[Work required]: Look below for the line containing "target | tiger back" and the line containing "task | put one marker on every instance of the yellow"; repeat exactly those two lines and all lines between them, and nothing else.
═══ Extracted material ═══
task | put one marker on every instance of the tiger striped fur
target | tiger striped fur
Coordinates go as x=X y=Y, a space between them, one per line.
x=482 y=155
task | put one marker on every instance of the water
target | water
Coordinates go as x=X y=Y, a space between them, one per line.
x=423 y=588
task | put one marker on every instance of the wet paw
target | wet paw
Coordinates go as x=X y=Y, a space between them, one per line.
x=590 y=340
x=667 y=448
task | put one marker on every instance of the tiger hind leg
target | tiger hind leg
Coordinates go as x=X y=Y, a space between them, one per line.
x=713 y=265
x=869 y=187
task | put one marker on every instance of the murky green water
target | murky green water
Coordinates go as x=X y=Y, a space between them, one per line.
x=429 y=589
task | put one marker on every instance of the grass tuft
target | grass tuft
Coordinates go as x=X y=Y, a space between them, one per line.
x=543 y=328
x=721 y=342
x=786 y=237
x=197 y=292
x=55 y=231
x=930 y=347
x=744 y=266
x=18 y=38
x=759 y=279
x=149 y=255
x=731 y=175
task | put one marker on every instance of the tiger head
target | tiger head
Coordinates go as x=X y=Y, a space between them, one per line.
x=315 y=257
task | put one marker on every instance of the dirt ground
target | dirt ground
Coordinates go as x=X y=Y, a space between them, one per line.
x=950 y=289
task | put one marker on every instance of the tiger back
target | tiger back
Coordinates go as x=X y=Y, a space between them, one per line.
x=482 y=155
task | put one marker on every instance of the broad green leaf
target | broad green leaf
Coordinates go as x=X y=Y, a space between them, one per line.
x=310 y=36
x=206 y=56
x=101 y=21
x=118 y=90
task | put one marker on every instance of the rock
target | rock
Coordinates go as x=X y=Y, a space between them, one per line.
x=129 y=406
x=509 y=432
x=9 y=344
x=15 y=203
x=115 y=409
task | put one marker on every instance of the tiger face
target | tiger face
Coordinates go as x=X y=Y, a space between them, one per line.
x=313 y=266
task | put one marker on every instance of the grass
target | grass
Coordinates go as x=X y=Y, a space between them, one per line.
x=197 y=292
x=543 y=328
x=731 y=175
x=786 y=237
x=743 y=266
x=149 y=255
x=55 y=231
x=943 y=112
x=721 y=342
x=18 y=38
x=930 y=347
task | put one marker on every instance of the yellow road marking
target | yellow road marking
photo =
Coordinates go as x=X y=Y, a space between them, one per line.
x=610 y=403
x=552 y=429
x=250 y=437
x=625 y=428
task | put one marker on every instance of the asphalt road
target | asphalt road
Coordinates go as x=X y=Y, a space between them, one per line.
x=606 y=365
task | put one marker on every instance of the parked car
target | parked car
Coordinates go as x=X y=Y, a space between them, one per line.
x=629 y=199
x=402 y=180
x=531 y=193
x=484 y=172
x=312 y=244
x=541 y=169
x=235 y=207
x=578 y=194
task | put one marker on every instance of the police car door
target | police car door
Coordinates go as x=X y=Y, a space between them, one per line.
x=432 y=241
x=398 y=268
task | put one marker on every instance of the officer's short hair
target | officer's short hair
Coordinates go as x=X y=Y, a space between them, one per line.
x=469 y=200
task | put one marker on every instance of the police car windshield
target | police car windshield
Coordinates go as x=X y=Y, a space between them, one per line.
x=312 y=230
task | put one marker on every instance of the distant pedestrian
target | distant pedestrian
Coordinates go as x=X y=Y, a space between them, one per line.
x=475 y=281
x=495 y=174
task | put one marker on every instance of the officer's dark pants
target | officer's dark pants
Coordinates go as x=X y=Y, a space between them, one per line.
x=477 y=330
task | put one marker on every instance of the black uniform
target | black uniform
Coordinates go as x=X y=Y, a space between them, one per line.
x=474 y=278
═══
[Result of the exercise]:
target | tiger back
Coordinates go as x=X y=Y, a space between them, one per line.
x=482 y=155
task | put one marker on every instance of the broad green leaf
target | broad green leaf
Coordinates go as x=X y=Y, a space between them, one per line.
x=310 y=36
x=206 y=56
x=101 y=21
x=118 y=90
task | put one marker on every instance of the rock
target | rock
Coordinates go as x=X y=Y, a space between them, one per line.
x=129 y=406
x=509 y=432
x=9 y=344
x=15 y=203
x=115 y=409
task | put one marker on every instance of the tiger face
target | tiger face
Coordinates go as x=X y=Y, a space between them, one per line.
x=313 y=266
task | put one marker on every instance of the grass
target | grass
Coordinates go as x=X y=Y, a space between them, one per line.
x=197 y=292
x=543 y=328
x=731 y=175
x=786 y=237
x=743 y=266
x=149 y=255
x=55 y=231
x=943 y=112
x=721 y=342
x=18 y=38
x=930 y=347
task | put one marker on every instance of the yellow road marking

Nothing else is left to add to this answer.